===== PAGE TEXT =====

A federal judge ordered the Department of Homeland Security to stop using “coercive” and threatening language to convince unaccompanied immigrant children to agree to deportation, court documents show.
The judge said earlier this week that by using threats of prosecution and coercive language, the U.S. government violated a 40-year-old court order that bans immigration agents from attempting to coerce unaccompanied children to voluntarily leave the country after being detained.
In a separate order, the court also denied government lawyers’ request to end those same longstanding protections.
The two decisions were issued Monday by Judge Michael W. Fitzgerald, who wrote in the orders that the government’s threat of prolonged detention for immigrant children who choose not to self-deport “disturbingly mirrors the testimony” of Jose Antonio Perez-Funez, whose trial in 1985 led the court to first order the protections for children the following year. Perez-Funez and others in that class action case testified that they were not informed of their rights to apply for bail or asylum, leading them to involuntarily waive their rights while they were detained by immigration agents as children.
Mark Rosenbaum, a lawyer for the nonprofit law firm Public Counsel has been representing immigrant children who were detained by the government for decades and helped win the 1986 court order in the Perez-Funez case.
He said the case has now shown new evidence that the Trump administration has no intention of respecting the rule of law.
The administration’s goal, as Rosenbaum sees it, “is to amp up [deportation] statistics of children who represent no threat to the national interest, who are among the least culpable individuals on the planet.”
LAist reached out to DHS for comment but has not heard back.

=====

* _EXERCISES_:
**A.** Using the article on the children's deportation ruling, explain in one to three sentences why the judge found that the government had violated the 40-year-old court order.
**B.** Carry on the article on the children's deportation ruling, starting after its last sentence.
The data is separate material, unconnected to the article on the children's deportation ruling.

===== PROVIDED MATERIAL =====

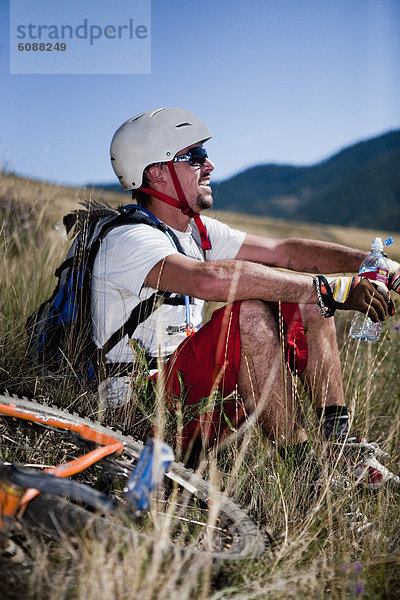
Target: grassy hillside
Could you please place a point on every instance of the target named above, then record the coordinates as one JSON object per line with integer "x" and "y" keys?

=====

* _EXPECTED ANSWERS_:
**A.** The government used threats of prosecution and coercive language to get unaccompanied immigrant children to agree to deportation. The 40-year-old order bans immigration agents from trying to coerce detained unaccompanied children into voluntarily leaving the country.

**B.**
The language that has been banned
Last October, LAist reported that DHS had begun targeting unaccompanied children with a “voluntary option” to return them to their countries of origin. Through court documents in the current case, more has been confirmed about how this so-called “voluntary option” was actually presented to children.
Unaccompanied children who are detained for suspected immigration violations are first held by DHS, before generally being turned over to Office of Refugee Resettlement, or ORR, which is part of the Department of Health and Human Services. At ORR, children are required by federal law to be provided a confidential legal consultation within 10 days, along with other support.
Court documents show DHS was presenting children with the option to self-deport, along with threats of prosecution and prolonged detainment if they refused, before they were transferred to ORR and guaranteed the chance to speak with an attorney.
Fitzgerald wrote that presenting this ultimatum to children violated the 1986 court order.
“It is difficult to imagine a scenario more coercive than the one faced by [unaccompanied immigrant children] in the 72 hours before they are transferred into ORR custody,” Fitzgerald wrote in court documents, “particularly for noncitizen children who likely do not know whether they possess any rights at all.”
According to evidence presented in court, children were told that if they did not accept voluntary deportation, they would be detained “for a prolonged period of time” and if they turned 18 years old while in custody they would “be turned over to Immigration and Customs Enforcement for removal.”
They were also told they may be “barred from legally applying for a visa” and that their sponsor in the U.S. “may be subject to criminal prosecution” if they didn’t agree to voluntary deportation.
This information was read to children or presented to them in a document DHS called the “UAC Pathway Processing Advisal”, but Rosenbaum told LAist he sees even the document’s name as misleading.
”It wasn't an advisal, it was a coercive document,” Rosenbaum said. The government has admitted it used the document since September 2025, according to the court order that now bans its use.
How did it come to this?
Rosenbaum said that after the 1986 court order, which also requires unaccompanied children to be allowed telephone access to relatives or legal support, organizations like Public Counsel and the National Immigration Law Center monitored the government’s compliance with the order.
Other than a few exceptions, he said, the injunction had been followed until recent years.
“ When the Trump administration began its immigration activities in the second term of the president, that all changed,” Rosenbaum said, “and it changed in a hurry.”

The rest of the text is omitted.